## Problem statement:
Although the data below holds other lines too, output only those from the line with "Where can the white" up to and including the line with "Where can the grazing", exactly as they appear.

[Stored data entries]
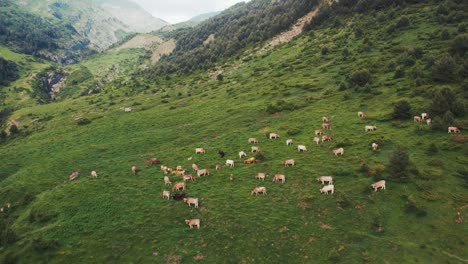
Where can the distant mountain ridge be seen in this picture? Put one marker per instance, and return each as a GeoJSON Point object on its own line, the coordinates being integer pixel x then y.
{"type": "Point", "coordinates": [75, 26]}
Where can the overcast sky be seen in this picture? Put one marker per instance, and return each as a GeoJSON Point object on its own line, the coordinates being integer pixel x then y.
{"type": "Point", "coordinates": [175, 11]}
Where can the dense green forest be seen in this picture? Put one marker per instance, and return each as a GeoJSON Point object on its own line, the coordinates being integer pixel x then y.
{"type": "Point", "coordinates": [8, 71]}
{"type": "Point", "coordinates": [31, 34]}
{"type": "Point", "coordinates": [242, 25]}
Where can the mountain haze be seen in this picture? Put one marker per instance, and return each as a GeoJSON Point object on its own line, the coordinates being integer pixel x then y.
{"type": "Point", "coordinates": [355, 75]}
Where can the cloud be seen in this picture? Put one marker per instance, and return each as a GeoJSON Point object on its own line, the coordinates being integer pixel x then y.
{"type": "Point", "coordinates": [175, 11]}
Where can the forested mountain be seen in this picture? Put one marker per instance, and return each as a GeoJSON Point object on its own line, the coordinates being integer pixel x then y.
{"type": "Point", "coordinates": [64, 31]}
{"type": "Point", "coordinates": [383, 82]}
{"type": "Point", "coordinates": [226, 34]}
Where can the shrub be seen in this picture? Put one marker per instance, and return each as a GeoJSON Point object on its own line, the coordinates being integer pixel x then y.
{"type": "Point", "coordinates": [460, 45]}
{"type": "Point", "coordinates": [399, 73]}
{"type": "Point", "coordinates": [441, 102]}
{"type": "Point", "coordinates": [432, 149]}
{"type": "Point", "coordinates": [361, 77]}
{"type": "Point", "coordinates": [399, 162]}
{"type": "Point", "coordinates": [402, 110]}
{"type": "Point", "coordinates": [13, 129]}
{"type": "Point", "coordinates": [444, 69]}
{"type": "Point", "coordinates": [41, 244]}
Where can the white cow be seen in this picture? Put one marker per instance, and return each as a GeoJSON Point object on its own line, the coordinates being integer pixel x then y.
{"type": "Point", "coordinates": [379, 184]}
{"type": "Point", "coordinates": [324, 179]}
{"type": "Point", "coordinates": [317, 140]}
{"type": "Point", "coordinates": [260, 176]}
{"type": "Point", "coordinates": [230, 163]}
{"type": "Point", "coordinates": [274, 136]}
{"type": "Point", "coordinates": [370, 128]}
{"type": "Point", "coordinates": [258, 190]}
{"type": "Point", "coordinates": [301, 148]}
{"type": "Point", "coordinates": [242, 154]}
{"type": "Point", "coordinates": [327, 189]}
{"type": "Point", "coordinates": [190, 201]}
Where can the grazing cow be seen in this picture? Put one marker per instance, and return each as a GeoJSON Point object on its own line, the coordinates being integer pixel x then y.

---

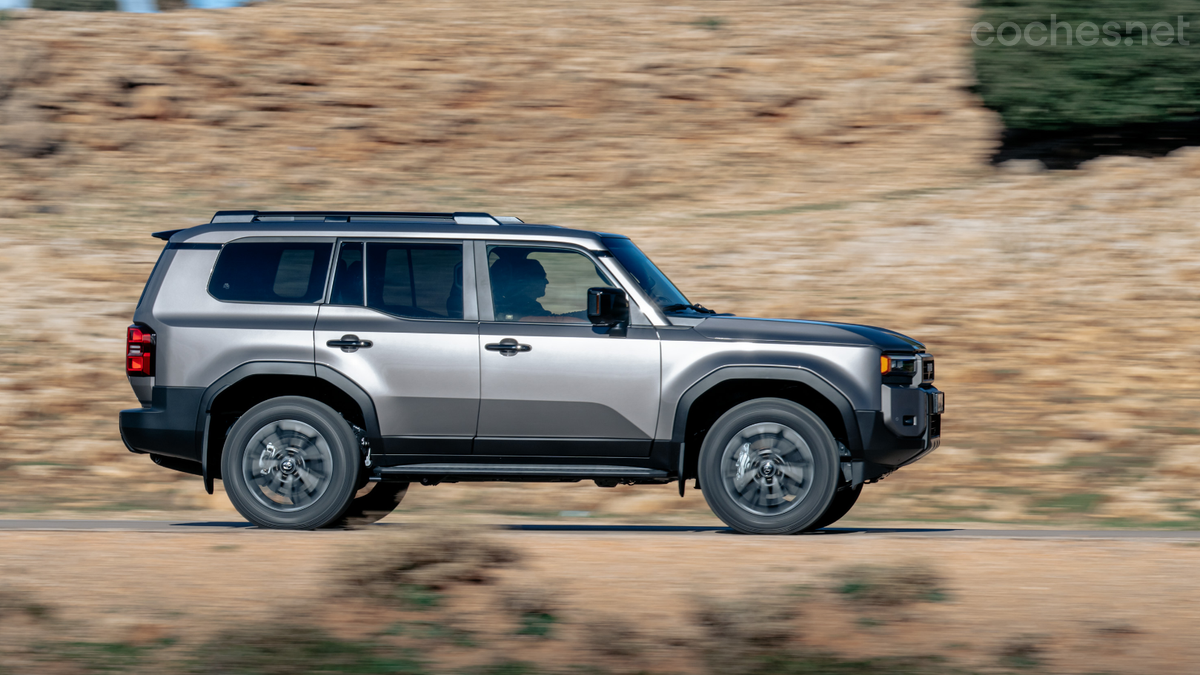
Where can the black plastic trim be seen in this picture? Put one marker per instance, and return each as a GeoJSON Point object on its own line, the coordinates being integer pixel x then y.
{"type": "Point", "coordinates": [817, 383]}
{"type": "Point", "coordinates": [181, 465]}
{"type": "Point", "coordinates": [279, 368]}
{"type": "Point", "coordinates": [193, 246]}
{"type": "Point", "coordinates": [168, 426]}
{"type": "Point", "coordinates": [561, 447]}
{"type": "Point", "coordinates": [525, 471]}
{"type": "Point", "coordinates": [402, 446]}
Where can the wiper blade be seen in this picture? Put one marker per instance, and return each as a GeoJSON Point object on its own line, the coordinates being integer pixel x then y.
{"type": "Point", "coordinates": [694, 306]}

## Answer section:
Where can the white cow be seen in this picture? Put one marker per instance, and return each as a GeoJSON Point object on its own line, the coordinates being integer pixel x then y.
{"type": "Point", "coordinates": [379, 184]}
{"type": "Point", "coordinates": [324, 179]}
{"type": "Point", "coordinates": [317, 140]}
{"type": "Point", "coordinates": [260, 176]}
{"type": "Point", "coordinates": [230, 163]}
{"type": "Point", "coordinates": [274, 136]}
{"type": "Point", "coordinates": [370, 128]}
{"type": "Point", "coordinates": [258, 190]}
{"type": "Point", "coordinates": [301, 148]}
{"type": "Point", "coordinates": [242, 154]}
{"type": "Point", "coordinates": [327, 189]}
{"type": "Point", "coordinates": [190, 201]}
Where can the grazing cow be seen in this picture? Put one marker per instance, and return each as a GeoJSON Point object on its own line, the coordinates being integer pixel x then y.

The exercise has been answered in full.